### Records provided ###

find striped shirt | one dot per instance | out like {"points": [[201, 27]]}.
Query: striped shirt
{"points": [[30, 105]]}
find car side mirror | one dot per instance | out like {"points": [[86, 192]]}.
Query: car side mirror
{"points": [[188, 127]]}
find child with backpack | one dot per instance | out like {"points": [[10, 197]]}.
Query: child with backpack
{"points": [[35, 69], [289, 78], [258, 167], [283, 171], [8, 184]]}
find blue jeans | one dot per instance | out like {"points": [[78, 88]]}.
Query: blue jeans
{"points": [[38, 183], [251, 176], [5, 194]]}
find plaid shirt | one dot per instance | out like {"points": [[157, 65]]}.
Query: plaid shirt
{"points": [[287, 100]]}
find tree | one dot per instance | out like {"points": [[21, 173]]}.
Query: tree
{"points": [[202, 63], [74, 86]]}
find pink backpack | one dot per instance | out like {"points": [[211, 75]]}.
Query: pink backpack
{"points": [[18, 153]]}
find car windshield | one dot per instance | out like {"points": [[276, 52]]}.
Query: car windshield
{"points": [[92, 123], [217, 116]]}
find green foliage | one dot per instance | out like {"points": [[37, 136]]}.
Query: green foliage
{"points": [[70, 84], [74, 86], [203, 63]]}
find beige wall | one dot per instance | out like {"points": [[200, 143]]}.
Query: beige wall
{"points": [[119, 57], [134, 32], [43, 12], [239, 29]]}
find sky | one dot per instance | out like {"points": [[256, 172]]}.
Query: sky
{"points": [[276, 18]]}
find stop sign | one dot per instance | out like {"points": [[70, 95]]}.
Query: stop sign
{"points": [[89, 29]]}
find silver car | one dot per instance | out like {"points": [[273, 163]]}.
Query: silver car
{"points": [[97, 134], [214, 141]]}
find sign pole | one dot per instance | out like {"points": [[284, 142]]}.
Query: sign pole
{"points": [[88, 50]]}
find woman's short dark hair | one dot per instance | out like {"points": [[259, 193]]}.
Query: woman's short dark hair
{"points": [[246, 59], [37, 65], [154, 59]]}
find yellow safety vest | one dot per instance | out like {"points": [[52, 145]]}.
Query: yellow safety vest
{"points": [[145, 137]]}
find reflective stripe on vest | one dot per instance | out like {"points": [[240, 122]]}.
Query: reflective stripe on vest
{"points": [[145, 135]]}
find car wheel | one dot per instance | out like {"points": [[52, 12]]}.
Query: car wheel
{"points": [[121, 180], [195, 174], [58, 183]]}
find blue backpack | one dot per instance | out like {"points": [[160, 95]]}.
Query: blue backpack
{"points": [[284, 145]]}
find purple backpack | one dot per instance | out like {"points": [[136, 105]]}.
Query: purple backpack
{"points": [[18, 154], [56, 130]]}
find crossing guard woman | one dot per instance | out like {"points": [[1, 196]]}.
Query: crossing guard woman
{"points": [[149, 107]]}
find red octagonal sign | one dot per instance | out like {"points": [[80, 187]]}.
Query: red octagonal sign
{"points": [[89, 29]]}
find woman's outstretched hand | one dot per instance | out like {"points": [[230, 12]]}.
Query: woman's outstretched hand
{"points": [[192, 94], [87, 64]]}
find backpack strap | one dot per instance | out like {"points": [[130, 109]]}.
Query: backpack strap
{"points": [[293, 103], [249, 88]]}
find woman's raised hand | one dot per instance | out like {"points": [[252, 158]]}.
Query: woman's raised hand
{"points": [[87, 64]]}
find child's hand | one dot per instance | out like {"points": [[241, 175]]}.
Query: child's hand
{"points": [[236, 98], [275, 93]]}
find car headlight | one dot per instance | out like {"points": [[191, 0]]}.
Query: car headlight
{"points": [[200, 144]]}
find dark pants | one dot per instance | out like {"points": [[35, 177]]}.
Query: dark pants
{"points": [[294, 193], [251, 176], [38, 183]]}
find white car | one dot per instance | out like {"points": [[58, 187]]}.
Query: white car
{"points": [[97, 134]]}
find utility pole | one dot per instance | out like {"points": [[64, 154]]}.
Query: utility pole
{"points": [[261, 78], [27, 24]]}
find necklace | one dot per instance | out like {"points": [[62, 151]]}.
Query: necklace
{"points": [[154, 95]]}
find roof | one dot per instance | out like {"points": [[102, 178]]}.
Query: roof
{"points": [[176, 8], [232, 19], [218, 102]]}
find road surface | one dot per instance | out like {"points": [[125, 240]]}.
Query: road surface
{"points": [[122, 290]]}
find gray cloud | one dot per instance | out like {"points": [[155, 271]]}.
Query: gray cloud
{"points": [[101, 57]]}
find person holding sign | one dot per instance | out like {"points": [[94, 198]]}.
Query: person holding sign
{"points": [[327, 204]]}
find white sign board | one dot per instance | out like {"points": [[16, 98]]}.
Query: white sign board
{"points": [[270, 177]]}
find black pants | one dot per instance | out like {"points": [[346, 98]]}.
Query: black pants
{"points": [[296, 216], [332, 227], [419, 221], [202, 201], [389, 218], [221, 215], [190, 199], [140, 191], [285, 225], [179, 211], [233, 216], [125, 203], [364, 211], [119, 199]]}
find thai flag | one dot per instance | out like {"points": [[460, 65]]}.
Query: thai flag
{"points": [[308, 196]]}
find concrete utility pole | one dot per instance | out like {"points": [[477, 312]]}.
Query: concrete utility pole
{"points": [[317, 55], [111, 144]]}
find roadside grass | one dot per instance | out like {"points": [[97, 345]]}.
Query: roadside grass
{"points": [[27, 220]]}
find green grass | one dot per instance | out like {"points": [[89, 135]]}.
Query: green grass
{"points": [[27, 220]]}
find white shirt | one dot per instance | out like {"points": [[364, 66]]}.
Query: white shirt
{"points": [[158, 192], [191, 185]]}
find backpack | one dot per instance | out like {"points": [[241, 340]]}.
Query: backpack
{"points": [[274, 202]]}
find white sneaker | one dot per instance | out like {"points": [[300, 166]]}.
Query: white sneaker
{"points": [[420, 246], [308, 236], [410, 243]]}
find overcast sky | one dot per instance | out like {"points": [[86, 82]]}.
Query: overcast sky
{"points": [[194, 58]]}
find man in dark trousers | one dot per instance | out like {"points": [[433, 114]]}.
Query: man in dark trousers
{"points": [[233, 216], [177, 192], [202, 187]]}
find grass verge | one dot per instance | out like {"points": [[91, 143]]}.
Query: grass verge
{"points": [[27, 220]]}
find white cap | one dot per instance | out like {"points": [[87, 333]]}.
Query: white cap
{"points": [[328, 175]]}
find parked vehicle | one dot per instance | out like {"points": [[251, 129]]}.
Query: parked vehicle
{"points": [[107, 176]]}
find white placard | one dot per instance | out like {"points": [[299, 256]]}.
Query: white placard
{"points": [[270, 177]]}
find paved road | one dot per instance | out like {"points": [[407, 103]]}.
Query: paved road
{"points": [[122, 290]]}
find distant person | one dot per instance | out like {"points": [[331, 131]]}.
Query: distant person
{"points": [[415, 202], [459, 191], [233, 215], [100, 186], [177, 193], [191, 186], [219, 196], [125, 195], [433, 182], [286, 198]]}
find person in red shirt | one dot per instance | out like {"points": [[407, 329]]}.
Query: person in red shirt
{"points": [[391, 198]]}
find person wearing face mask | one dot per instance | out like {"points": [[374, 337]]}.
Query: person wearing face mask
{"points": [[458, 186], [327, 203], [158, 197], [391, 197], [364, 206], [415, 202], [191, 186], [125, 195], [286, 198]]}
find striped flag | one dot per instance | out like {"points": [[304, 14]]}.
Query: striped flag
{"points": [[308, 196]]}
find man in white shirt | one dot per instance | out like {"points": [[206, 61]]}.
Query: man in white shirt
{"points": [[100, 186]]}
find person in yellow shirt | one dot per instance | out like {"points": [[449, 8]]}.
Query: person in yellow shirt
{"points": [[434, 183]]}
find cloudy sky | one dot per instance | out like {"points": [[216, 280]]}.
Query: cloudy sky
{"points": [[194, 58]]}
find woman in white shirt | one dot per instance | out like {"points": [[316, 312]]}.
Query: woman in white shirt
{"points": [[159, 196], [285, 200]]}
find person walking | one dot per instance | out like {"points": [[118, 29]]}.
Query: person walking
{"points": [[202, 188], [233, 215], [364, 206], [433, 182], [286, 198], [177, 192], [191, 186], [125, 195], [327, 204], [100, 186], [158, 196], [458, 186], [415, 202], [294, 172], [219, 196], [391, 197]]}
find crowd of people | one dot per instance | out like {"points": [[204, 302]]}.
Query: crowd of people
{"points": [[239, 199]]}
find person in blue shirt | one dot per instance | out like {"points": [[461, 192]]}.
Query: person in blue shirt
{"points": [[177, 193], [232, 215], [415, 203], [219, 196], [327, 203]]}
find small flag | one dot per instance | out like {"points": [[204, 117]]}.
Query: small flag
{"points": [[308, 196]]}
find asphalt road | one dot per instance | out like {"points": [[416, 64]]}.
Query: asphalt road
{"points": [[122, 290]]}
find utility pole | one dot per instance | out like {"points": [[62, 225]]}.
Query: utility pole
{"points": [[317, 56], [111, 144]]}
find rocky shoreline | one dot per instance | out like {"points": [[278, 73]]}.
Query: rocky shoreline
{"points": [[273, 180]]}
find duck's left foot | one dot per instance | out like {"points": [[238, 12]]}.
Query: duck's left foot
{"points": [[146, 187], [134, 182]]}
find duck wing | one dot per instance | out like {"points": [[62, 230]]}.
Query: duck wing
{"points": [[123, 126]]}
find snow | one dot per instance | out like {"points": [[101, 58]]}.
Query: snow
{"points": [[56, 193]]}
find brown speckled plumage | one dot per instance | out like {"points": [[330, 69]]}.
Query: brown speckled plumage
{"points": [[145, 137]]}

###

### Exercise aim
Quote exactly the first line of the data and every line after it through the one holding "find plaid shirt".

### Answer box
find striped shirt | one dot per instance | out like {"points": [[201, 27]]}.
Query: striped shirt
{"points": [[30, 105]]}
find car side mirror | one dot per instance | out like {"points": [[86, 192]]}.
Query: car side mirror
{"points": [[188, 127]]}
find child with backpack | one dot per instance | out like {"points": [[10, 197]]}.
Query: child with backpack
{"points": [[35, 69], [289, 78], [258, 167], [283, 171], [8, 184]]}
find blue jeans | one dot per instance | out like {"points": [[78, 88]]}.
Query: blue jeans
{"points": [[38, 183], [251, 176], [5, 194]]}
find plaid shirt | one dot per instance | out like {"points": [[157, 65]]}.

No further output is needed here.